Supplied text:
= = = =
Adjusting For Social Inflation In Litigation

 Wednesday, December 30, 2020

 The CLM

Social inflation refers to social and political factors impacting access to insurance and insurance premiums, and lawsuit outcomes. Social inflation can cause an upward tick in the number of lawsuits filed and drive nuclear verdicts, which, in turn, can lead insurance companies to raise the cost of insurance and self-insured retentions, and potentially impact availability of insurance.

Drivers of social inflation include a variety of public, political, legal, and economic factors.

Some examples are sensationalized jury awards; excessive publication by news and media outlets; dramatization of cases through documentaries, podcasts, and other forms of entertainment; legal funding; alterations and erosion of tort reform laws; and catastrophic events.

The range of factors makes it difficult to predict, and subsequently combat, social inflation, but as these factors continue to evolve, the insurance industry, and those who counsel the industry, must remain attuned to, and abreast of, societal changes.

Juries today are influenced by a variety of social-inflation issues reported in the media relating to government stalemates, international relations, the regulatory climate, pandemics/epidemics, the performance of the stock market, riots, and natural disasters.

At the heart of social inflation is the impact that bias—created by social media and various news agencies—can have against corporations and businesses. The idea that corporations are bad actors is a theme used by crafty plaintiff lawyers promoting the reptile theory.
= = = =
Required actions:
a - According to the social inflation article, what theme do plaintiff lawyers who promote the reptile theory use?
b - Turn the paragraph in the social inflation article that begins "Some examples are sensationalized jury awards" into a bulleted list.

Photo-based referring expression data
= = = =
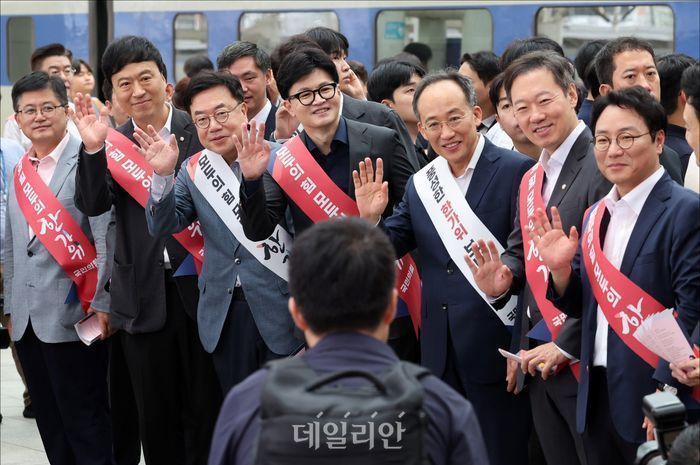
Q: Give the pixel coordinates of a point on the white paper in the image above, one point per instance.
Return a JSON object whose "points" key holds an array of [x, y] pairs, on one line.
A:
{"points": [[88, 329], [661, 334]]}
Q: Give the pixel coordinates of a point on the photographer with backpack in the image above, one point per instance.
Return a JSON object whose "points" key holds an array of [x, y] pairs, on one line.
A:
{"points": [[348, 399]]}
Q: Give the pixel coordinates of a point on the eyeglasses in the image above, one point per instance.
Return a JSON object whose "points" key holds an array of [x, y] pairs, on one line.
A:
{"points": [[46, 110], [452, 122], [307, 97], [221, 116], [624, 140]]}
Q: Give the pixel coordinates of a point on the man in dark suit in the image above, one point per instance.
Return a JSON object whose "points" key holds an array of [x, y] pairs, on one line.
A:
{"points": [[542, 90], [627, 62], [649, 236], [460, 332], [158, 367], [251, 65], [308, 82]]}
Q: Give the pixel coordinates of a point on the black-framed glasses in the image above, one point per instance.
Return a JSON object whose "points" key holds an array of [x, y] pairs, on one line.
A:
{"points": [[624, 140], [46, 110], [221, 116], [307, 97]]}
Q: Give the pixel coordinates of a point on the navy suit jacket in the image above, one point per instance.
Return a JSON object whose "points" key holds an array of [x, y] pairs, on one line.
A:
{"points": [[662, 258], [448, 300]]}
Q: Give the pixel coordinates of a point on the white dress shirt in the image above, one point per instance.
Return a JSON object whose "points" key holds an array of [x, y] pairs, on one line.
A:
{"points": [[624, 213]]}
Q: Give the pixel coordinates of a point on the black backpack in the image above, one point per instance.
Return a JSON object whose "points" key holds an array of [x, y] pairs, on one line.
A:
{"points": [[310, 419]]}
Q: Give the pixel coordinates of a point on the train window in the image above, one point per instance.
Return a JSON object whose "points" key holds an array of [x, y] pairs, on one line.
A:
{"points": [[573, 26], [449, 33], [20, 40], [268, 30], [190, 38]]}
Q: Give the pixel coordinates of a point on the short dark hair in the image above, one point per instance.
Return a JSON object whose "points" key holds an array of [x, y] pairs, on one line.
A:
{"points": [[463, 82], [670, 68], [604, 59], [520, 47], [197, 63], [50, 50], [636, 99], [294, 42], [39, 80], [301, 63], [388, 77], [419, 49], [690, 82], [485, 64], [560, 67], [342, 275], [206, 80], [241, 49], [127, 50], [329, 40]]}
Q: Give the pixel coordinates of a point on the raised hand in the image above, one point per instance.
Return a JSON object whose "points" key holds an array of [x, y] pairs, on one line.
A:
{"points": [[160, 154], [253, 150], [371, 192], [491, 275], [92, 127]]}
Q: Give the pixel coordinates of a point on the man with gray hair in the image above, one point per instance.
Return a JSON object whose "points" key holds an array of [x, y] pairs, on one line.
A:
{"points": [[251, 65], [471, 187]]}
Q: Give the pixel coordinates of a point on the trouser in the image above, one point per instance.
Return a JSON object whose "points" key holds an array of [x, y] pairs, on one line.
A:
{"points": [[68, 386]]}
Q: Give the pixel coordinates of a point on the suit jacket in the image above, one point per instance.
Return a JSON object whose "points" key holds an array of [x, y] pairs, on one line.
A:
{"points": [[580, 184], [448, 300], [36, 286], [263, 208], [377, 114], [138, 286], [662, 258], [224, 259]]}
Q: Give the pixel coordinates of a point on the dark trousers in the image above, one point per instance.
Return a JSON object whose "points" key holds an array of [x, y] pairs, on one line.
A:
{"points": [[241, 349], [167, 380], [553, 405], [602, 443], [504, 418], [68, 387]]}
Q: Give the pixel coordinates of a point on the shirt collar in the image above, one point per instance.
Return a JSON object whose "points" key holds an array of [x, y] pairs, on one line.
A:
{"points": [[262, 115], [341, 135], [635, 198], [475, 157], [558, 157]]}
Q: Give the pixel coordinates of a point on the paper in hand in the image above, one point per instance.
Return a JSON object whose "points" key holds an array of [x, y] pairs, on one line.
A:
{"points": [[88, 329]]}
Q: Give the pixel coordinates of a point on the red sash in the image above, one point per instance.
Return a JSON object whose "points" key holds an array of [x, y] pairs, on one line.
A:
{"points": [[57, 230], [536, 272], [305, 182], [624, 304], [133, 173]]}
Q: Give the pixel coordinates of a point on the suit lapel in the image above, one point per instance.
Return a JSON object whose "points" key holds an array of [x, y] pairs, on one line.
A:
{"points": [[571, 168], [359, 148], [651, 211]]}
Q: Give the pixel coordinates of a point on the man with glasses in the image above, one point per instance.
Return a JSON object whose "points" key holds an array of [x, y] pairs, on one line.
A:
{"points": [[242, 315], [55, 60], [471, 186], [637, 257]]}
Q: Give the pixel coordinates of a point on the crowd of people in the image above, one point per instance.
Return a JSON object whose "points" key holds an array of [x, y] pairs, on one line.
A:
{"points": [[520, 219]]}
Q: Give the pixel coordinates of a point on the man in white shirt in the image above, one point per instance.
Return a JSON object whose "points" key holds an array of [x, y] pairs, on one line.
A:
{"points": [[652, 237]]}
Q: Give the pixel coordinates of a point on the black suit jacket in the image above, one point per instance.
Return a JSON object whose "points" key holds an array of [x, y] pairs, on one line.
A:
{"points": [[265, 207], [377, 114], [137, 287], [579, 185]]}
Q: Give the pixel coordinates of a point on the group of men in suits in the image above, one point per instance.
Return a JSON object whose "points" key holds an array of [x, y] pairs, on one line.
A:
{"points": [[181, 342]]}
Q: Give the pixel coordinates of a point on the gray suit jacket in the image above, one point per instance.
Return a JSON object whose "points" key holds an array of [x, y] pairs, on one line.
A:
{"points": [[36, 286], [224, 258]]}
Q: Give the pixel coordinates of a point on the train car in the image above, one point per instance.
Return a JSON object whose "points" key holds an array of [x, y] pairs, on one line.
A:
{"points": [[376, 29]]}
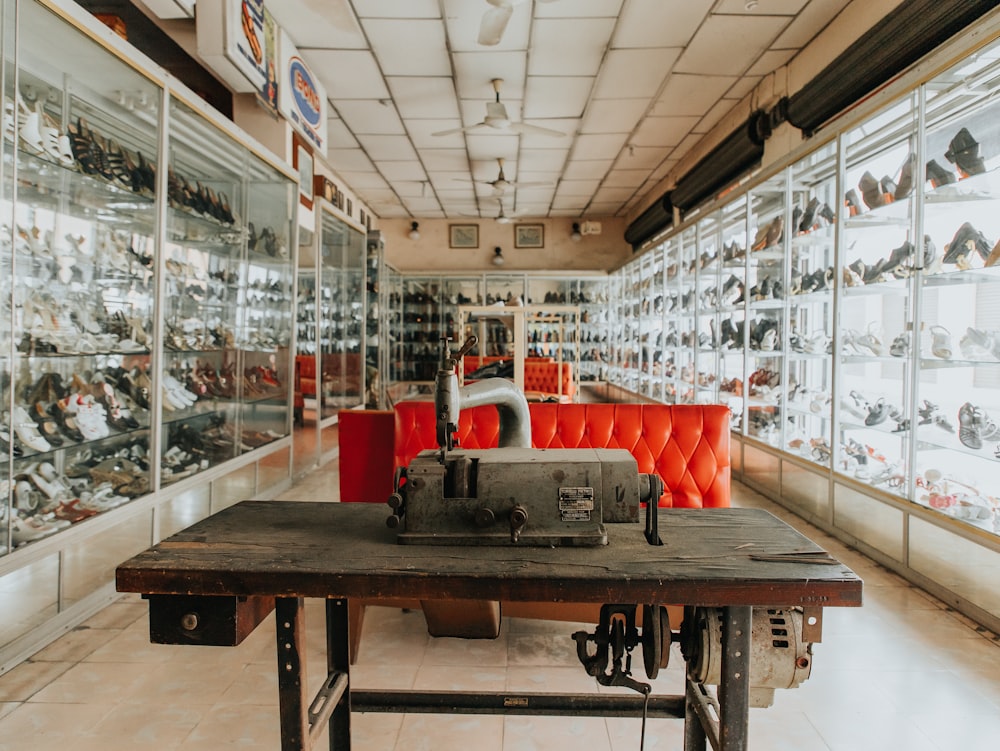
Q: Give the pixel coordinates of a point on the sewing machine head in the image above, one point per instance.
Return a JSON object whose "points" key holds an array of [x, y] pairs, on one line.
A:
{"points": [[512, 494]]}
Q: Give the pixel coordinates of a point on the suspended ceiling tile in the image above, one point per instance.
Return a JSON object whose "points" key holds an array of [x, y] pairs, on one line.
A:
{"points": [[444, 159], [743, 86], [687, 94], [623, 178], [764, 7], [556, 96], [628, 74], [587, 169], [551, 160], [613, 115], [491, 146], [575, 204], [641, 156], [769, 62], [397, 8], [603, 208], [311, 24], [569, 47], [364, 82], [338, 135], [412, 188], [614, 194], [603, 146], [368, 181], [370, 116], [655, 23], [577, 187], [475, 71], [391, 148], [350, 160], [545, 141], [424, 52], [402, 170], [579, 8], [743, 38], [423, 97], [811, 21], [719, 110], [422, 134], [665, 131]]}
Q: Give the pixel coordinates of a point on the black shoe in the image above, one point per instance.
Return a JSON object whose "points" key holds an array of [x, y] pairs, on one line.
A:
{"points": [[871, 191], [964, 151], [809, 216], [905, 185], [938, 175], [967, 239]]}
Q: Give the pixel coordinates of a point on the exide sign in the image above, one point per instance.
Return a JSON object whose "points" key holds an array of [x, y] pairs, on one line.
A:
{"points": [[304, 91]]}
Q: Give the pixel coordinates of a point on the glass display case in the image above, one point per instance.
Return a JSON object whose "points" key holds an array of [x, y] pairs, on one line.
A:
{"points": [[957, 343], [846, 302], [79, 222], [227, 300], [876, 267], [147, 312]]}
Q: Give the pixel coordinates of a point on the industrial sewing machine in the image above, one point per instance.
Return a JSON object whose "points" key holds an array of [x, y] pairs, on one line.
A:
{"points": [[517, 495]]}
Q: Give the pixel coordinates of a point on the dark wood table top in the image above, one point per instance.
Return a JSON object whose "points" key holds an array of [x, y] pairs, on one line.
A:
{"points": [[297, 549]]}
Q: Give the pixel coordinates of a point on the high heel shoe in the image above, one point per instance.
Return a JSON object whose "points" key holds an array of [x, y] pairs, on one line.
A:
{"points": [[27, 431], [963, 151], [871, 191]]}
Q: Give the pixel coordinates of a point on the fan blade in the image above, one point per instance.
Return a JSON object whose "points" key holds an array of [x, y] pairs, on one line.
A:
{"points": [[497, 112], [494, 23], [466, 129], [527, 128]]}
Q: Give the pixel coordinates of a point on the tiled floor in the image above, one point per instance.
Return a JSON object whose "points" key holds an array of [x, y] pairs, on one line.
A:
{"points": [[903, 672]]}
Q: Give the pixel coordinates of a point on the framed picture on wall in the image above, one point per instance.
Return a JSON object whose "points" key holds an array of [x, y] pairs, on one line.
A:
{"points": [[529, 236], [463, 235]]}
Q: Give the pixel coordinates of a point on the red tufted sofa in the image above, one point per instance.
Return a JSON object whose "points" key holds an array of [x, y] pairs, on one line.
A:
{"points": [[687, 445], [541, 376]]}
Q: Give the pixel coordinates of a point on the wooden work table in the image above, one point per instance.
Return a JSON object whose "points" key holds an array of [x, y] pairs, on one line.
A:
{"points": [[215, 581]]}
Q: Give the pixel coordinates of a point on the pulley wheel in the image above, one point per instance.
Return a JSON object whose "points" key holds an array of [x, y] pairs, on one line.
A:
{"points": [[655, 639]]}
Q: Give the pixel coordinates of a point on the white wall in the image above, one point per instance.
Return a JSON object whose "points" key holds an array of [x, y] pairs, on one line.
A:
{"points": [[431, 252]]}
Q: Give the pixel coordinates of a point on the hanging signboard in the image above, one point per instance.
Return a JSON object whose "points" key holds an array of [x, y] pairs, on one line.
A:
{"points": [[301, 96]]}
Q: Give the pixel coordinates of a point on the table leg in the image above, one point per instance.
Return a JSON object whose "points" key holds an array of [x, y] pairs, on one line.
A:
{"points": [[292, 685], [694, 732], [734, 689], [338, 661]]}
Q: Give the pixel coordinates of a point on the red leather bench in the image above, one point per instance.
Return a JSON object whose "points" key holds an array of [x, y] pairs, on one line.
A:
{"points": [[542, 376], [687, 445]]}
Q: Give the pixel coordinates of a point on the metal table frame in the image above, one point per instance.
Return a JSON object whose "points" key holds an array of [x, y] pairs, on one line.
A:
{"points": [[214, 574]]}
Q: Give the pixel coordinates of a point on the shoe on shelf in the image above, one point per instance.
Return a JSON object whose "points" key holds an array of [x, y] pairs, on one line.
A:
{"points": [[871, 191], [938, 175], [969, 427], [941, 342], [963, 151]]}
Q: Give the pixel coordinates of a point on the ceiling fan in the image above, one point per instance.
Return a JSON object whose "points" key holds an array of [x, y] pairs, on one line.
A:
{"points": [[501, 183], [497, 119], [495, 20]]}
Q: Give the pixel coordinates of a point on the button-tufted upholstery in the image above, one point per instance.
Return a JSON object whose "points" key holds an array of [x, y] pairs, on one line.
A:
{"points": [[541, 376], [686, 445]]}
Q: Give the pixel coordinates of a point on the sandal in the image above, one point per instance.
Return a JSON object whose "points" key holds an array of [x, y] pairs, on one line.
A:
{"points": [[940, 342], [900, 346]]}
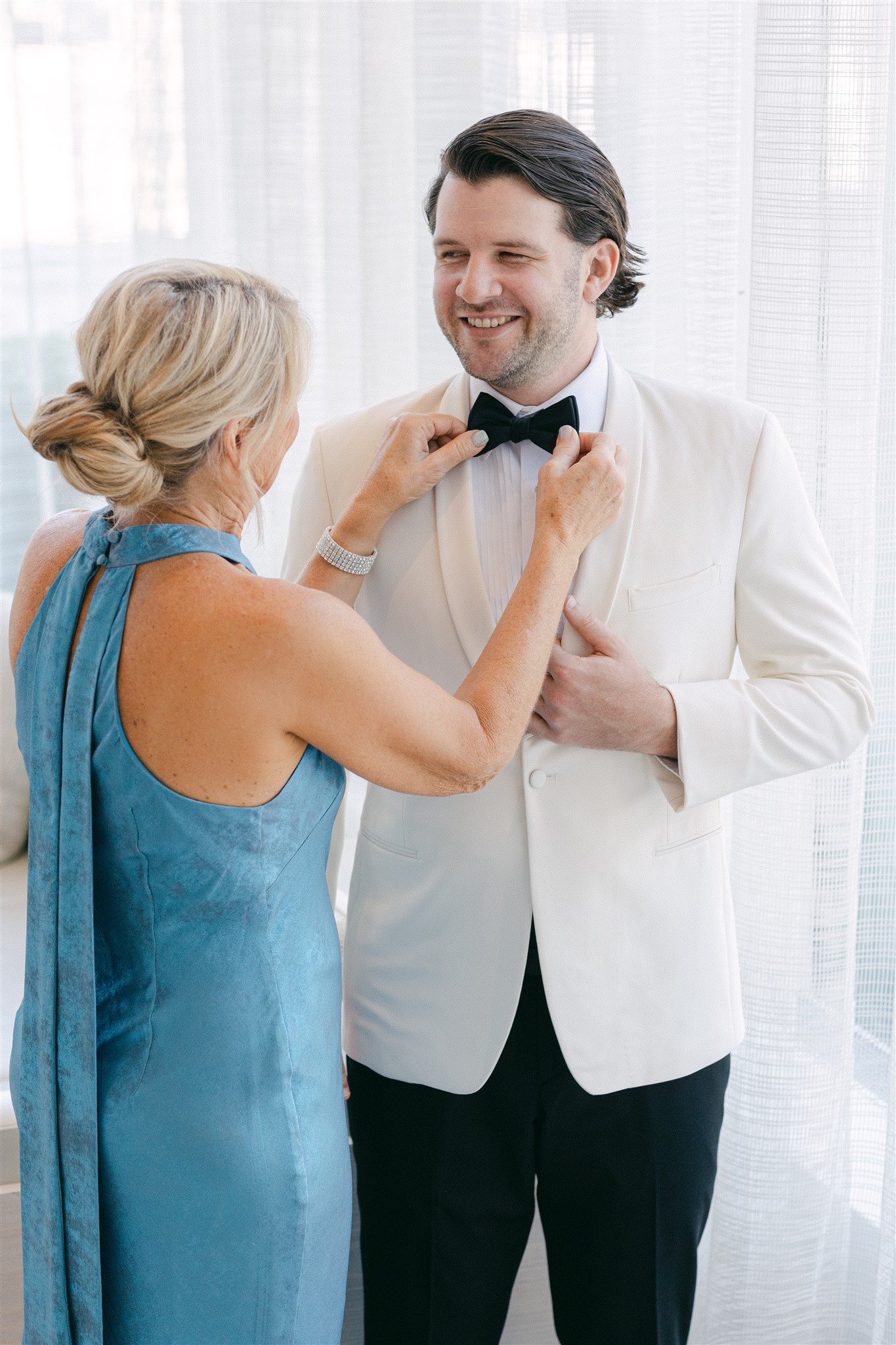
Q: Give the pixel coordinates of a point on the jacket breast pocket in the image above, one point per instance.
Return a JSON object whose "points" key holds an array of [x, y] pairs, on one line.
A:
{"points": [[691, 826], [675, 591]]}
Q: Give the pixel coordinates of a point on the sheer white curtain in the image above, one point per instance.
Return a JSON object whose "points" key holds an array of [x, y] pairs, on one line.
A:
{"points": [[756, 143]]}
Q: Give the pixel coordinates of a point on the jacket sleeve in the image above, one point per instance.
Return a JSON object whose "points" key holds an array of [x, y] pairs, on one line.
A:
{"points": [[806, 699], [310, 513]]}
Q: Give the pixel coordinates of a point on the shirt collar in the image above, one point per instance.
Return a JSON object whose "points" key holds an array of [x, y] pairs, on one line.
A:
{"points": [[589, 389]]}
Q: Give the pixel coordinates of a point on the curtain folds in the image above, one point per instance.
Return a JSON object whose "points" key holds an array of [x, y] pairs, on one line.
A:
{"points": [[756, 143]]}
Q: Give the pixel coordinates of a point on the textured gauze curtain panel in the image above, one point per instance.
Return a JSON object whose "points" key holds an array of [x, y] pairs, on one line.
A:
{"points": [[756, 143]]}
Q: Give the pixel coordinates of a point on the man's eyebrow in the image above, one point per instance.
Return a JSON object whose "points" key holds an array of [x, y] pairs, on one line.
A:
{"points": [[508, 244]]}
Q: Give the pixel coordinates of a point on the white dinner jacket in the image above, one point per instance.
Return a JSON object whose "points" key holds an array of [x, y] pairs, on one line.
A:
{"points": [[716, 549]]}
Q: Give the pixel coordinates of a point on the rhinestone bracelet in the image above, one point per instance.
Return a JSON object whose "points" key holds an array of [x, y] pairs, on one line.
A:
{"points": [[343, 560]]}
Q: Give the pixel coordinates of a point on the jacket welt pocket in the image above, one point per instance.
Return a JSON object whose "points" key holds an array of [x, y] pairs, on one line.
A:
{"points": [[676, 591], [387, 845], [691, 826]]}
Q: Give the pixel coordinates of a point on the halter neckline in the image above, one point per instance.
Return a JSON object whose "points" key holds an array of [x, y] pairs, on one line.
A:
{"points": [[141, 542]]}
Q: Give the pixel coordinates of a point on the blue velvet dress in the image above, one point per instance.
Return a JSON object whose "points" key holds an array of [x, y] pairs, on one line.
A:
{"points": [[177, 1061]]}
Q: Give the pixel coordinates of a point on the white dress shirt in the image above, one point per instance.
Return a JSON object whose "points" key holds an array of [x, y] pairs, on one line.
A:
{"points": [[504, 483], [505, 478]]}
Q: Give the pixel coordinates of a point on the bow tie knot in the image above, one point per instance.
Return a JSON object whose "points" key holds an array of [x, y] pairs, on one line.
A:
{"points": [[540, 428]]}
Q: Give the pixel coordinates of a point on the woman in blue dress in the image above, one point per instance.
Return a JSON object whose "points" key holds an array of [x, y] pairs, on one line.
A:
{"points": [[177, 1064]]}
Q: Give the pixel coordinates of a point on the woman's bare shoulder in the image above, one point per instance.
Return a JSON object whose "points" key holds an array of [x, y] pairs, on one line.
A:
{"points": [[51, 546], [296, 625]]}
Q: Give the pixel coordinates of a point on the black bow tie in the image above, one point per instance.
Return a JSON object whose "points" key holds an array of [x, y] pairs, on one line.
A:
{"points": [[503, 427]]}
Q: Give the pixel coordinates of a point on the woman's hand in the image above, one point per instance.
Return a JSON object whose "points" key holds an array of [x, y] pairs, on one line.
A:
{"points": [[416, 454], [581, 489]]}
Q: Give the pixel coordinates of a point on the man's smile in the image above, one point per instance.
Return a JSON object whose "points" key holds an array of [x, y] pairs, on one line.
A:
{"points": [[488, 323]]}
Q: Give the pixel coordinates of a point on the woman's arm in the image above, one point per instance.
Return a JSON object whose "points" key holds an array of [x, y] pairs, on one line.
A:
{"points": [[394, 726], [416, 454]]}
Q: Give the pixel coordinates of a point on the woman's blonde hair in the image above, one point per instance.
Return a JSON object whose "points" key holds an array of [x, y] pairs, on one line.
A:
{"points": [[169, 353]]}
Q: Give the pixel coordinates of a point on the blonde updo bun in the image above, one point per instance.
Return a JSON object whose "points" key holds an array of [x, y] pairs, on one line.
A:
{"points": [[169, 353], [96, 451]]}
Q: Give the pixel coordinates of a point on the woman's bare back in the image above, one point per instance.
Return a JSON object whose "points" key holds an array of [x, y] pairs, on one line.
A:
{"points": [[198, 690]]}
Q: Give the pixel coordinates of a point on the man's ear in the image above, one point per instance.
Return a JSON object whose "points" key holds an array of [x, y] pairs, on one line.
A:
{"points": [[603, 263]]}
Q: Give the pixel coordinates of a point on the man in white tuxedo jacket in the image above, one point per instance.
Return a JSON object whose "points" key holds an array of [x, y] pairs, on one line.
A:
{"points": [[542, 978]]}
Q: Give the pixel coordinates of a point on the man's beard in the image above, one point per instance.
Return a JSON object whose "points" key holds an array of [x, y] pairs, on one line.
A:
{"points": [[540, 350]]}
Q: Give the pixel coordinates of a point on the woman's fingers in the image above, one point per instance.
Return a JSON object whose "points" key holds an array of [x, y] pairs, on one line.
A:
{"points": [[566, 451], [458, 450], [444, 427]]}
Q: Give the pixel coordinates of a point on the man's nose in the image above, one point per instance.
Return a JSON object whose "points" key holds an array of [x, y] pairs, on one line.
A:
{"points": [[479, 283]]}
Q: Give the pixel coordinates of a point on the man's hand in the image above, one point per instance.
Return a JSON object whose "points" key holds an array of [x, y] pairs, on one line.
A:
{"points": [[605, 699]]}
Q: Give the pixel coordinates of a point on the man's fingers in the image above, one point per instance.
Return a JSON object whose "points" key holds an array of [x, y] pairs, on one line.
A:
{"points": [[598, 635], [539, 728]]}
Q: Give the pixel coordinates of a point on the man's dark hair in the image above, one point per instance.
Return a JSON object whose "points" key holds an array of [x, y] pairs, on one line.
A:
{"points": [[561, 163]]}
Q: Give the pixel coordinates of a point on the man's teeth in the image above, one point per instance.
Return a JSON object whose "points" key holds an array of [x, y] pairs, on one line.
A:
{"points": [[490, 322]]}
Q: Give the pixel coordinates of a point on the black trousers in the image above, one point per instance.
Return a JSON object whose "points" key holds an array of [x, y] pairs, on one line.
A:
{"points": [[446, 1188]]}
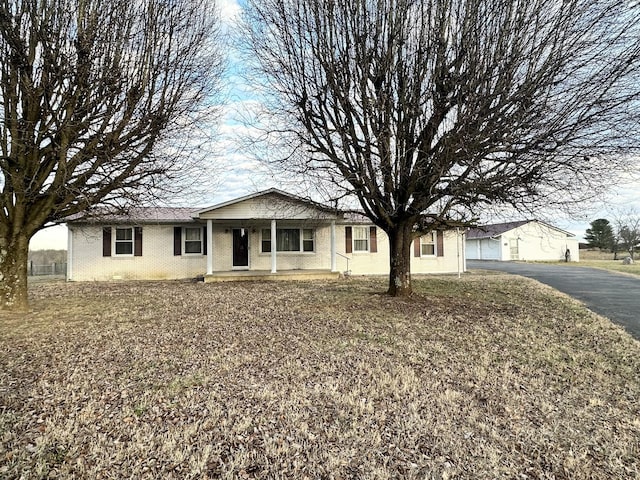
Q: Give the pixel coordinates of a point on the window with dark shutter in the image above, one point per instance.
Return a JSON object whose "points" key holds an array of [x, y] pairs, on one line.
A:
{"points": [[440, 242], [106, 242], [373, 240], [177, 240], [204, 240], [137, 242]]}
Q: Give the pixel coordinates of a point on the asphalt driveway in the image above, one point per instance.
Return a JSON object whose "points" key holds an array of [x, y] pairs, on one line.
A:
{"points": [[613, 295]]}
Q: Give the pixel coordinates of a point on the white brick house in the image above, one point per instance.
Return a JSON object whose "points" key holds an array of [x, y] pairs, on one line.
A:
{"points": [[236, 239]]}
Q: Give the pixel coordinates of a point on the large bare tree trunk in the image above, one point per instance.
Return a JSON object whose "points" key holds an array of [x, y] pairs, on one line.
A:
{"points": [[400, 239], [14, 252]]}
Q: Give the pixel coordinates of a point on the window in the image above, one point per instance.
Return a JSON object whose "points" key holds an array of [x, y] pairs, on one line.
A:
{"points": [[428, 245], [192, 240], [266, 240], [289, 240], [124, 241], [307, 240], [360, 239]]}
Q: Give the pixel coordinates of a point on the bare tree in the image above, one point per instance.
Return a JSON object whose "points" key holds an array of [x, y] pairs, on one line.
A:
{"points": [[97, 97], [429, 110]]}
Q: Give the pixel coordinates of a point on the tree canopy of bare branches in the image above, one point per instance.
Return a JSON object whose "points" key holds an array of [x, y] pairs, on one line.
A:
= = = =
Answers to the exercise:
a - The idea that corporations are bad actors.

b -
Examples of social inflation drivers:
- Sensationalized jury awards
- Excessive coverage by news and media outlets
- Dramatized cases in documentaries, podcasts and other entertainment
- Legal funding
- Changes to and erosion of tort reform laws
- Catastrophic events